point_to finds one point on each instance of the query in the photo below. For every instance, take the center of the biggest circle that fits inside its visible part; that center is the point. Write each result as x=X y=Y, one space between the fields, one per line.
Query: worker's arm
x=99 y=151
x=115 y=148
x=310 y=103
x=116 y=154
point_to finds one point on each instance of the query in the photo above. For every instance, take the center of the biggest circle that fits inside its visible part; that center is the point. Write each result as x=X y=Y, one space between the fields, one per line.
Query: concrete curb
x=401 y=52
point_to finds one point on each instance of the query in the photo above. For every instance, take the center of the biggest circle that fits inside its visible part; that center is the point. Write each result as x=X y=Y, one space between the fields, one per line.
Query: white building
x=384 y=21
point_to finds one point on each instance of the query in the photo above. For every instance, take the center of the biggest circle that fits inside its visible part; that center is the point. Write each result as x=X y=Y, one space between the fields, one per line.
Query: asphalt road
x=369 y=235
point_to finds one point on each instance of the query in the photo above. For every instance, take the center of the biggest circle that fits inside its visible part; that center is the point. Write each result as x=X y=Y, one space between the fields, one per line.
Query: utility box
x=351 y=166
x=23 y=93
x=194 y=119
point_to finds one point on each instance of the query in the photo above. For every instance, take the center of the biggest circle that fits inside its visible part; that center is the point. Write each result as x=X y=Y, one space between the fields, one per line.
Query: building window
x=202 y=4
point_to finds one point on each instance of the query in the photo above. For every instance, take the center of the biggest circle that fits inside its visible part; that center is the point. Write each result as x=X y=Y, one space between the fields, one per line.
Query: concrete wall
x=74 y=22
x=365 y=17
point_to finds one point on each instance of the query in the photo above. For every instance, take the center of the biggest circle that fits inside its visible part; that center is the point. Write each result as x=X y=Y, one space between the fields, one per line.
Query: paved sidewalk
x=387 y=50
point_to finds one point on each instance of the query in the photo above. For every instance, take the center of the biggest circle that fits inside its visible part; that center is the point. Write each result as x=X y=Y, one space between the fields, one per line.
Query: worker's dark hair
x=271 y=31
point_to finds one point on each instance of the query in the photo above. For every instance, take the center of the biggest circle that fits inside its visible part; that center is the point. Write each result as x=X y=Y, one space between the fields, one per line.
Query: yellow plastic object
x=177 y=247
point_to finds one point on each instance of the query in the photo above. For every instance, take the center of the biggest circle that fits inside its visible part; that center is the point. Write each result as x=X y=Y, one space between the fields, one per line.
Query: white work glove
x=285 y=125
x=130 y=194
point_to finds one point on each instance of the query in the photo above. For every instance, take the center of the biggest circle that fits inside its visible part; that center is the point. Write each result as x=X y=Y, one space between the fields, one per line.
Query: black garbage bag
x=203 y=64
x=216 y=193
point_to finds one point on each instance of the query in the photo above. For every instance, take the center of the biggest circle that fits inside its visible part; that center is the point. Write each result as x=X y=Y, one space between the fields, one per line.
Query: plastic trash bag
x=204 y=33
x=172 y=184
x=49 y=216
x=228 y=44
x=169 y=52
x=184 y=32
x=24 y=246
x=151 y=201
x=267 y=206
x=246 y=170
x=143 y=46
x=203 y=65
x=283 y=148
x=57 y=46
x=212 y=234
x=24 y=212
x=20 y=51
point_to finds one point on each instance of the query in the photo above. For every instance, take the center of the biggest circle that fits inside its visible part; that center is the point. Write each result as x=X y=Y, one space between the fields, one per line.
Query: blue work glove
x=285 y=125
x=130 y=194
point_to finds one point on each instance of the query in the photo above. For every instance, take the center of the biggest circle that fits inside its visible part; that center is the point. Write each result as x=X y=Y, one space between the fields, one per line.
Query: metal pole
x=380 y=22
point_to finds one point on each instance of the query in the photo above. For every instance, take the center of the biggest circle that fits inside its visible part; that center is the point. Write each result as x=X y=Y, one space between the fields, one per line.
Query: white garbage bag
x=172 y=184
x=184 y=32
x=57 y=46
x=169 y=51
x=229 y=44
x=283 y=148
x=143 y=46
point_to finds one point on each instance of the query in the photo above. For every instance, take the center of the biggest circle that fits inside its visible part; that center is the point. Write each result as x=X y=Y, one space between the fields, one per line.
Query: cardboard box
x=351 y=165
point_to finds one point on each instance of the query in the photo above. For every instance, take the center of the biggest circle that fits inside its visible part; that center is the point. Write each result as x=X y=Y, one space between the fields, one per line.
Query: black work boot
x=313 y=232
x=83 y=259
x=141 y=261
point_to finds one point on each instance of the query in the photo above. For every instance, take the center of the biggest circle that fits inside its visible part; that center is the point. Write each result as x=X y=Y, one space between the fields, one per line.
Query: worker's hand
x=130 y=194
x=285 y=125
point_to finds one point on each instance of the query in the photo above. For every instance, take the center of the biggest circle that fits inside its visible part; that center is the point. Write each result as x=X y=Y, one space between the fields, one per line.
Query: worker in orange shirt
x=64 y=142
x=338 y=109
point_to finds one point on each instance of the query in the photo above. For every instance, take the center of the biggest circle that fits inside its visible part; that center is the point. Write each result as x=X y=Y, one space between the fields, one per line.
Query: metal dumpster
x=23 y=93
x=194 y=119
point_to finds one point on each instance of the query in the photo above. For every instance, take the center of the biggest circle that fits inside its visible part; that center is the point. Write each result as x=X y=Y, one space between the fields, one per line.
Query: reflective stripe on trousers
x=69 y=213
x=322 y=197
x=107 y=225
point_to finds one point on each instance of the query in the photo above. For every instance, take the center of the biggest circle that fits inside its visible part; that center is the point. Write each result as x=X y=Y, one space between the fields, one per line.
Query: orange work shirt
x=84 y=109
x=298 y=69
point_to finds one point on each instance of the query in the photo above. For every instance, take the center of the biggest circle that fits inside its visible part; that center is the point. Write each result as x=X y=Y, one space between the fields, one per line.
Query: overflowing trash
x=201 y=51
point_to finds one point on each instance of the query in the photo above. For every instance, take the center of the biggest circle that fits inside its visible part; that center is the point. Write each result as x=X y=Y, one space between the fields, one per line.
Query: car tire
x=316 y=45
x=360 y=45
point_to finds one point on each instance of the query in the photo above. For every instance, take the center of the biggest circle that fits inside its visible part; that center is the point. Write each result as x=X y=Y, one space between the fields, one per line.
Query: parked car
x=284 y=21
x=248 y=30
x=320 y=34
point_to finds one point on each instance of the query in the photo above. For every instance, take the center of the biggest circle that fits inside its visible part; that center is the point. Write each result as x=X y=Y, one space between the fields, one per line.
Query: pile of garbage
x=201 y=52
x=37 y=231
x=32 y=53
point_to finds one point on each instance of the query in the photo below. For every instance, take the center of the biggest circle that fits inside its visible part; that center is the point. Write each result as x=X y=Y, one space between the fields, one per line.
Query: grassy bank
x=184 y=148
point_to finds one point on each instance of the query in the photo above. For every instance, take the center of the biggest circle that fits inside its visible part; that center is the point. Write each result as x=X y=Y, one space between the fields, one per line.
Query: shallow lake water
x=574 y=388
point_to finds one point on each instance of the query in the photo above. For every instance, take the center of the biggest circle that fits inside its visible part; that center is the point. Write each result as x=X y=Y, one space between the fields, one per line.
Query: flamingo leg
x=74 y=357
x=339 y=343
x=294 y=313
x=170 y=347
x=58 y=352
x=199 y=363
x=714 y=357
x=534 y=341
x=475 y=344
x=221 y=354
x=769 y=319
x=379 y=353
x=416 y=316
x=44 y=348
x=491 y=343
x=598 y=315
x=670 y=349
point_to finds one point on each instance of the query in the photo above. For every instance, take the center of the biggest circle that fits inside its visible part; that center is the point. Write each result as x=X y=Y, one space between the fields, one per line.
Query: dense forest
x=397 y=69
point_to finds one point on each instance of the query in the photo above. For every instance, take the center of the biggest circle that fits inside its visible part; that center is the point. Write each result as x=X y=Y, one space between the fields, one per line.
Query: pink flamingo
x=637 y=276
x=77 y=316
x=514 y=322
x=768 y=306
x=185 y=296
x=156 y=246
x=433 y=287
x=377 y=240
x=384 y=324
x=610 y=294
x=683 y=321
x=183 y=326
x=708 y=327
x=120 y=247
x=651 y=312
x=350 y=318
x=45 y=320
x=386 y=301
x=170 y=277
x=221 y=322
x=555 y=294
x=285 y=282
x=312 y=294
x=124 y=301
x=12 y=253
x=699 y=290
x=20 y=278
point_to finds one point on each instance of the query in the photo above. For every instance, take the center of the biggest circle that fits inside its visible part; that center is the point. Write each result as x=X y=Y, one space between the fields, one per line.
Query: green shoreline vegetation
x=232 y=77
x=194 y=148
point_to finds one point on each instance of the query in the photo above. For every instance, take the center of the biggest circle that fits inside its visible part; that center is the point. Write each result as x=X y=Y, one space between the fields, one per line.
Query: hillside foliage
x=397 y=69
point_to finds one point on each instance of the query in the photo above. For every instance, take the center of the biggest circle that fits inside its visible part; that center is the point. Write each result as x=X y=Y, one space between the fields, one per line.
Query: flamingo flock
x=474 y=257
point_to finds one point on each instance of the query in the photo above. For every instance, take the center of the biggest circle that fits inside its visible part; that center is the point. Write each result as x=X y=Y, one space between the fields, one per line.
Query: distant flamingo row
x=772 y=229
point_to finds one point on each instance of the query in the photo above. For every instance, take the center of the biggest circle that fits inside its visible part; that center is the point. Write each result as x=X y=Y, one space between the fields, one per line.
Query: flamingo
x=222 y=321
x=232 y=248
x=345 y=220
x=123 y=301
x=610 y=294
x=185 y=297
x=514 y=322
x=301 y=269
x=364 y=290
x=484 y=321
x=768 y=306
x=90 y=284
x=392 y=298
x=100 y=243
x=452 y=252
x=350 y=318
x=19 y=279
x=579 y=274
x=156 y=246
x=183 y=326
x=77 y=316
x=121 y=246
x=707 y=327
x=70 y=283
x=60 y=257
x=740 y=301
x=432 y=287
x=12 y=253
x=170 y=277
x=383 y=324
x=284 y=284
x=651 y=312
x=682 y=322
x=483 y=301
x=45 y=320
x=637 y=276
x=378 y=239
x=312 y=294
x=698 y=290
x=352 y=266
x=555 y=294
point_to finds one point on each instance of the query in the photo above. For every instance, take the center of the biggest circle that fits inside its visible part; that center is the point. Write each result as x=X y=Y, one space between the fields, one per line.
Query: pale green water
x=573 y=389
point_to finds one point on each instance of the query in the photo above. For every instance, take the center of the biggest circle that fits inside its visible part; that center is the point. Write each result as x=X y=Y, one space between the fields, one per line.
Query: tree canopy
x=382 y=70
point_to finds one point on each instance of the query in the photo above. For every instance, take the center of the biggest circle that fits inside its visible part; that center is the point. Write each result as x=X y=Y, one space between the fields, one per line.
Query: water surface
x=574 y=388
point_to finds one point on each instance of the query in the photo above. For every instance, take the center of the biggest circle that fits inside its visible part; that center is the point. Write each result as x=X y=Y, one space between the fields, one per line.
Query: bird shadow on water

===

Reproduce the material from its beginning through the line containing "x=369 y=235", inclusive, substituting "stone curb" for "concrete curb" and leaving everything else unchanged.

[TASK RESPONSE]
point_to finds one point on each instance of the query in the photo below. For every instance, take the center of the biggest circle that fits inside its visible part; that center is the point. Write each result as x=X y=Y, one space between the fields, one per line.
Query: worker's arm
x=99 y=151
x=115 y=148
x=310 y=103
x=116 y=154
point_to finds one point on each instance of the query in the photo above. For every instance, take the center of the biggest circle that fits inside its visible part; that center is the point. Write each result as x=X y=Y, one space between the fields, one per line.
Query: stone curb
x=401 y=52
point_to finds one point on each instance of the query in the photo above. For every instance, take the center of the biggest circle that fits inside its visible part; that center is the point. Write each result as x=X y=Y, one space between the fields, one per line.
Query: white building
x=384 y=21
point_to finds one point on each instance of the query in the photo above. For every instance, take the center of the biggest circle that fits inside its visible part; that center is the point. Write each result as x=X y=Y, one space between the fields, one per line.
Query: asphalt road
x=369 y=235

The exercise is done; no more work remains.